### RECORDS FOR PROCESSING
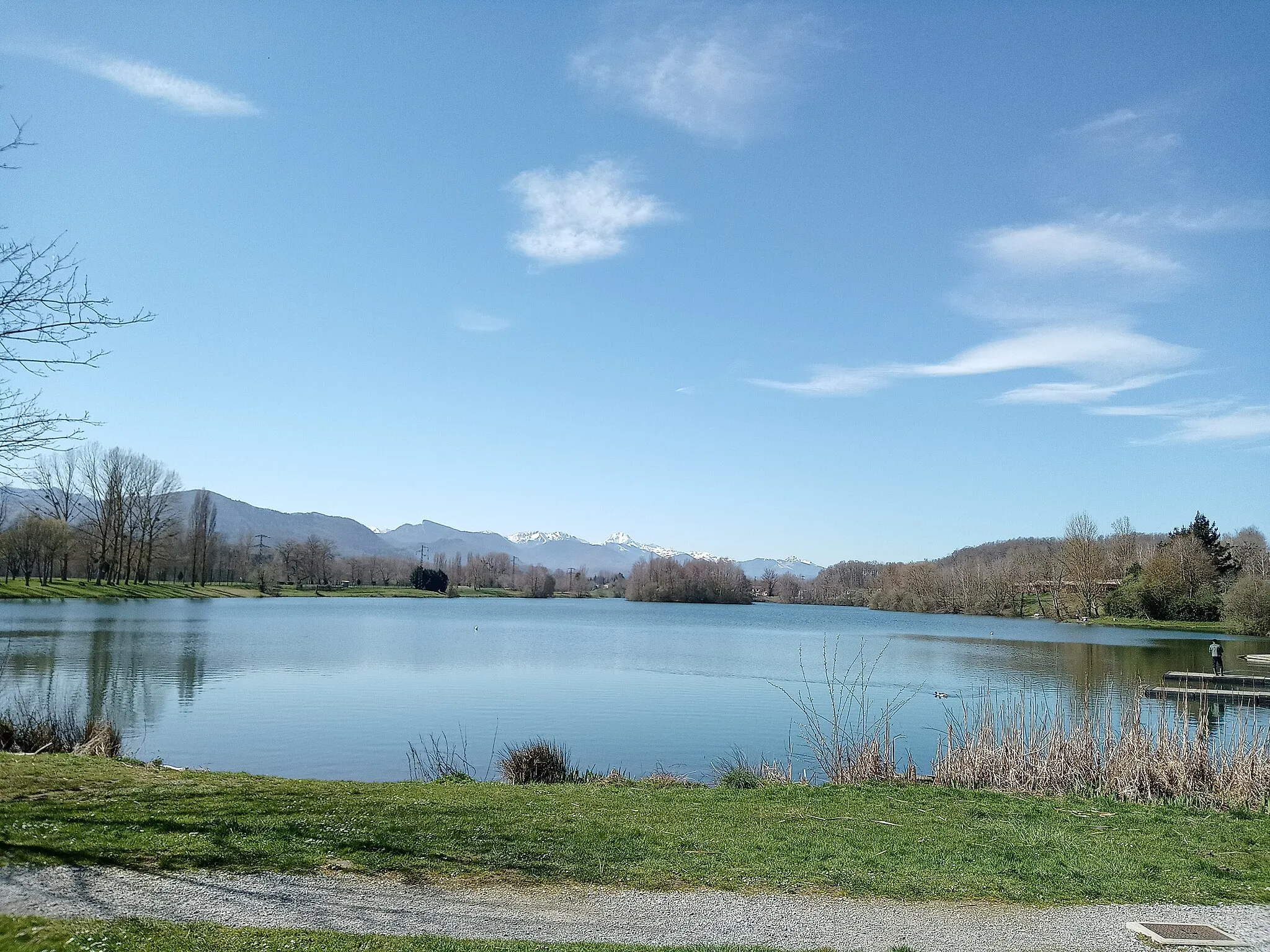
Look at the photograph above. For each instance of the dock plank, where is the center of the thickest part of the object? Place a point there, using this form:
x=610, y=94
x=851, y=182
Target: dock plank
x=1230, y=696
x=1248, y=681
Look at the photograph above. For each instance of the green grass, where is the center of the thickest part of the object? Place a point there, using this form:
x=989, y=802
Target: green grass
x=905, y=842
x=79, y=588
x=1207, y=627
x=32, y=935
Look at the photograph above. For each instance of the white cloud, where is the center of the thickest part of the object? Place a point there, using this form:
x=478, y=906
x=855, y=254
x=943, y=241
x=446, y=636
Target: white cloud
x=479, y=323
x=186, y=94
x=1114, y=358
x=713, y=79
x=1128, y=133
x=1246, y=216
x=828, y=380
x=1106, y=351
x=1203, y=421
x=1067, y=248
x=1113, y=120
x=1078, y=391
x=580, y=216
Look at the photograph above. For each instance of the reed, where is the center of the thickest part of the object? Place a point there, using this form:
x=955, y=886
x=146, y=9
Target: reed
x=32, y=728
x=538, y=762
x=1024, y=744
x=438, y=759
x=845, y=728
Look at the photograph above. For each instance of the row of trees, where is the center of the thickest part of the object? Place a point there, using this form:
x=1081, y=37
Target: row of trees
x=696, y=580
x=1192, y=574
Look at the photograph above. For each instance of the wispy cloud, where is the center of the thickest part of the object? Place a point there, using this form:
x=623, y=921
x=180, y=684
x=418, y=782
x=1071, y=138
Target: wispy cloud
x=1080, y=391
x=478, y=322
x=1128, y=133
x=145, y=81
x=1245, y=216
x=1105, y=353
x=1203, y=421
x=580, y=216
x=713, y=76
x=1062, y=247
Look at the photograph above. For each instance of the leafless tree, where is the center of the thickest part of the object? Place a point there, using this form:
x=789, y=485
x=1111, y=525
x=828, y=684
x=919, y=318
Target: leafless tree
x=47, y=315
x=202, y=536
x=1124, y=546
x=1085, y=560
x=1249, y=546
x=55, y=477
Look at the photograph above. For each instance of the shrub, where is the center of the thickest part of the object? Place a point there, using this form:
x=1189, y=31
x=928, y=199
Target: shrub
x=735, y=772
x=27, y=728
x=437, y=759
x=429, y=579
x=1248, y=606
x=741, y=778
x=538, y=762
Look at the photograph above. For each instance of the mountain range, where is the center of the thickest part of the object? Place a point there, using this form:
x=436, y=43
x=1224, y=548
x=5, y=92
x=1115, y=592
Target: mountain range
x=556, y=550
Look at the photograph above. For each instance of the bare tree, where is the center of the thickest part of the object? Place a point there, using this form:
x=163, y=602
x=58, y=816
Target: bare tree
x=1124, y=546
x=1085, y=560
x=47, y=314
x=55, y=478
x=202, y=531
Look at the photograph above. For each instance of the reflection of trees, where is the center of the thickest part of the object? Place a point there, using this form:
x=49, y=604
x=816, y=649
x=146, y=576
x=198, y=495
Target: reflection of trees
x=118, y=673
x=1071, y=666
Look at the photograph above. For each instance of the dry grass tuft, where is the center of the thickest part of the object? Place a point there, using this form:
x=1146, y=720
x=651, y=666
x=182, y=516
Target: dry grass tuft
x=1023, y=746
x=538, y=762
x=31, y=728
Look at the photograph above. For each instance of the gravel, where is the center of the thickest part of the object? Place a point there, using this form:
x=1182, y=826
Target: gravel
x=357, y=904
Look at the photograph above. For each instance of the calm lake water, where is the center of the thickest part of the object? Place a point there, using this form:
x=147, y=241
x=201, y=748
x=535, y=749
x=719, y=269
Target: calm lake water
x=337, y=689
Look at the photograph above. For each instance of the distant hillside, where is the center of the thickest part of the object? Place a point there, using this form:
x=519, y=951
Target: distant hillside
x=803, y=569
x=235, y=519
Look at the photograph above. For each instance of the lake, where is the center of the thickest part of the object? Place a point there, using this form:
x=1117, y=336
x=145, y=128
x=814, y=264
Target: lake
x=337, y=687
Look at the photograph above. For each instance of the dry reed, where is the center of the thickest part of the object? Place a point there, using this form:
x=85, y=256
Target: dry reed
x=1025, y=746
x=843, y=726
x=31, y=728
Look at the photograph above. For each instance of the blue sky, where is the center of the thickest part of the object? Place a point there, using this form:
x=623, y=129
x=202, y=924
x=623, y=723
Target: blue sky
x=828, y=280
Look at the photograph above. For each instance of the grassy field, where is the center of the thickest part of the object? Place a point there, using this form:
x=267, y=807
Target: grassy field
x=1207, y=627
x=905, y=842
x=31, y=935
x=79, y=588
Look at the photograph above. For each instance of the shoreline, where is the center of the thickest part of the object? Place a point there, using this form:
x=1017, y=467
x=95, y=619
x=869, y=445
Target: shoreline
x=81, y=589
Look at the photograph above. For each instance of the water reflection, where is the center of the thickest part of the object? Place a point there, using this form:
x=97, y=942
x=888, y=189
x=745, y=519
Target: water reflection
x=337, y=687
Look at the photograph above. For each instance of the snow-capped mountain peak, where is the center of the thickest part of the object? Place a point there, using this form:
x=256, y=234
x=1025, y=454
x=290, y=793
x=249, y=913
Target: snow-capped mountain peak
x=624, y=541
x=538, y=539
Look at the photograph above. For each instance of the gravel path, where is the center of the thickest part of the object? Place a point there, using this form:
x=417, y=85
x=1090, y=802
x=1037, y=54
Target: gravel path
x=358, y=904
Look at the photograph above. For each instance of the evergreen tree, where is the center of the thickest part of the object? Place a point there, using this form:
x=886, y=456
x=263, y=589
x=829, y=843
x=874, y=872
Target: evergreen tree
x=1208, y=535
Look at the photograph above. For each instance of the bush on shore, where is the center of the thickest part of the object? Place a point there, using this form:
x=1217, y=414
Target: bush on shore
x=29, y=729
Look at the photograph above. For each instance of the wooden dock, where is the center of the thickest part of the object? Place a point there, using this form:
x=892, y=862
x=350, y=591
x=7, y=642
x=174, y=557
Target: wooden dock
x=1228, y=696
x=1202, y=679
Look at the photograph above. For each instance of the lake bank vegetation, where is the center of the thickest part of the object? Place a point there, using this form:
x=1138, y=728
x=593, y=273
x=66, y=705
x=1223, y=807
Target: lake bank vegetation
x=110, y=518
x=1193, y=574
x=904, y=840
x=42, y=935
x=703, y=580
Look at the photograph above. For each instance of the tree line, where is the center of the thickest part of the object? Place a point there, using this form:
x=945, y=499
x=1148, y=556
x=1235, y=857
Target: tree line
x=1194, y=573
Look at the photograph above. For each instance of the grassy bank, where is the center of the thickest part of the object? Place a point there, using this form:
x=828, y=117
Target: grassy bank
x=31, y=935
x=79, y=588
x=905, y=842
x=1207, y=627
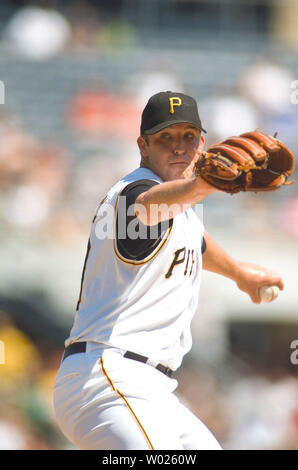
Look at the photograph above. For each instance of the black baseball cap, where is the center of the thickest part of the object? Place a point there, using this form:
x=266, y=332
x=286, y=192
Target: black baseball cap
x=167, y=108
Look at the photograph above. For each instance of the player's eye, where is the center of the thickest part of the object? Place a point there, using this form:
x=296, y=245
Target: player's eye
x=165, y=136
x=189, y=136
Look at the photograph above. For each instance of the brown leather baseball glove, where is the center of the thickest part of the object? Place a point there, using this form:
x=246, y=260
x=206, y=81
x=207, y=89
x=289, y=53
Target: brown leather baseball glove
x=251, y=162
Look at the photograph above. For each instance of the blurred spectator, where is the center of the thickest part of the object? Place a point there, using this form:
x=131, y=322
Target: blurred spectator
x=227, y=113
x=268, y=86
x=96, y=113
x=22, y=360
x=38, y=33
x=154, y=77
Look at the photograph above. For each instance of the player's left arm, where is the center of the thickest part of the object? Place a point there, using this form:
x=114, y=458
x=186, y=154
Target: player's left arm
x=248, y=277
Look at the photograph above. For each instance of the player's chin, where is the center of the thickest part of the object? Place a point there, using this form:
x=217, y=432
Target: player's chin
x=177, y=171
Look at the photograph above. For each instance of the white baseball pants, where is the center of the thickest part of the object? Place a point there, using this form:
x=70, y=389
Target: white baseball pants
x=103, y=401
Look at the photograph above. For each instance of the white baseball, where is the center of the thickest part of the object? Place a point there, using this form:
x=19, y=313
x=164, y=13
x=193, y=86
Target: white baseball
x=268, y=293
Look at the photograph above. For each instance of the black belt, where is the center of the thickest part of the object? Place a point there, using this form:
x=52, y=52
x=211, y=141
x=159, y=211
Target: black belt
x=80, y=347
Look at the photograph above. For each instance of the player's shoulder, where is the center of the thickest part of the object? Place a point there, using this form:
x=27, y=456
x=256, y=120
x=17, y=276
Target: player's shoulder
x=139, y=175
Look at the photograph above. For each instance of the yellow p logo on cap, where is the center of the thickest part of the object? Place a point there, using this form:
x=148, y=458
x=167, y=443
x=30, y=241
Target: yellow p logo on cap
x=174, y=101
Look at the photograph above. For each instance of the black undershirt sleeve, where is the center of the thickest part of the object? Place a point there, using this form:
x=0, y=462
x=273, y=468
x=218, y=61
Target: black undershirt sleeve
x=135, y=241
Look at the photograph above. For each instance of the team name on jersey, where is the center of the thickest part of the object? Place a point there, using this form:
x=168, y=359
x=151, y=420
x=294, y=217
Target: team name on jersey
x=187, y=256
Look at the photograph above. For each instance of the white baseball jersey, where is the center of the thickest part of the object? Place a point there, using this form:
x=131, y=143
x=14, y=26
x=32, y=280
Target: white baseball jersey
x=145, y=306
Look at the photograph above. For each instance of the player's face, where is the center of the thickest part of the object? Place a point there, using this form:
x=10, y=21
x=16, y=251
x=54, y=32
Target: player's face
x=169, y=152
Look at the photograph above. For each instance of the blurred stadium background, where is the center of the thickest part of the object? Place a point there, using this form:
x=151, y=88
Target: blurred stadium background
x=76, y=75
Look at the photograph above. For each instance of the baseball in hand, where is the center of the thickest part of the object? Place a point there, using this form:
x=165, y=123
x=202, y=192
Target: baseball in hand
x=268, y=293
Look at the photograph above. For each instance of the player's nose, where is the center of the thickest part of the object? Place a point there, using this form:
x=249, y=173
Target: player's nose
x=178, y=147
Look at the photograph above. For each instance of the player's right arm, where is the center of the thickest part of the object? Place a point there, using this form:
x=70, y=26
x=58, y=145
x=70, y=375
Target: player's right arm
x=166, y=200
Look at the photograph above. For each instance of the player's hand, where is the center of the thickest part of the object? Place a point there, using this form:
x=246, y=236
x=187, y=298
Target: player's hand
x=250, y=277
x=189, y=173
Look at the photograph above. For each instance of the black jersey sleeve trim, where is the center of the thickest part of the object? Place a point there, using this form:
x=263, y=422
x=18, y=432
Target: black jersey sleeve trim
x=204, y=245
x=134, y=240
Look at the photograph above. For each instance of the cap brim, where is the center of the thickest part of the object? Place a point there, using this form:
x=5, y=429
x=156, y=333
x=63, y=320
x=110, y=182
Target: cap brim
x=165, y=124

### GIVEN EXERCISE
Reproduce every line of the material from the line containing "Look at the photograph above. For each instance of the calm" through the line containing "x=828, y=280", both lines included. Shift each answer coordinate by adding -146 to its x and y values, and leave all other lines unchanged.

### WRITTEN SOLUTION
Look at the photograph above. For each instance of the calm lake water, where is the center of the thickest part of the object? Place a point there, using this form:
x=147, y=241
x=201, y=748
x=535, y=749
x=719, y=269
Target: calm lake water
x=191, y=543
Look at the photograph above. For each instance of the distant hillside, where is the center of the thickest part of the object? Place a point there, using this form:
x=519, y=951
Target: distant hillside
x=657, y=423
x=89, y=373
Look at the photograph above. For each instance of the lake, where is the center of the thickest part of the object? Place a point there, using this form:
x=1117, y=336
x=145, y=128
x=814, y=264
Target: lake
x=191, y=541
Look at the photograph above. For each instance of the dry reed, where is the center of the thickest part of the object? Place a point there, using this form:
x=85, y=256
Target: dry reed
x=879, y=600
x=697, y=580
x=-115, y=582
Look at the photograph above. For each instance of the blue sky, where is the center of the thickest part of the object? Place a point there, using this form:
x=623, y=129
x=202, y=924
x=623, y=723
Target: blue sky
x=682, y=134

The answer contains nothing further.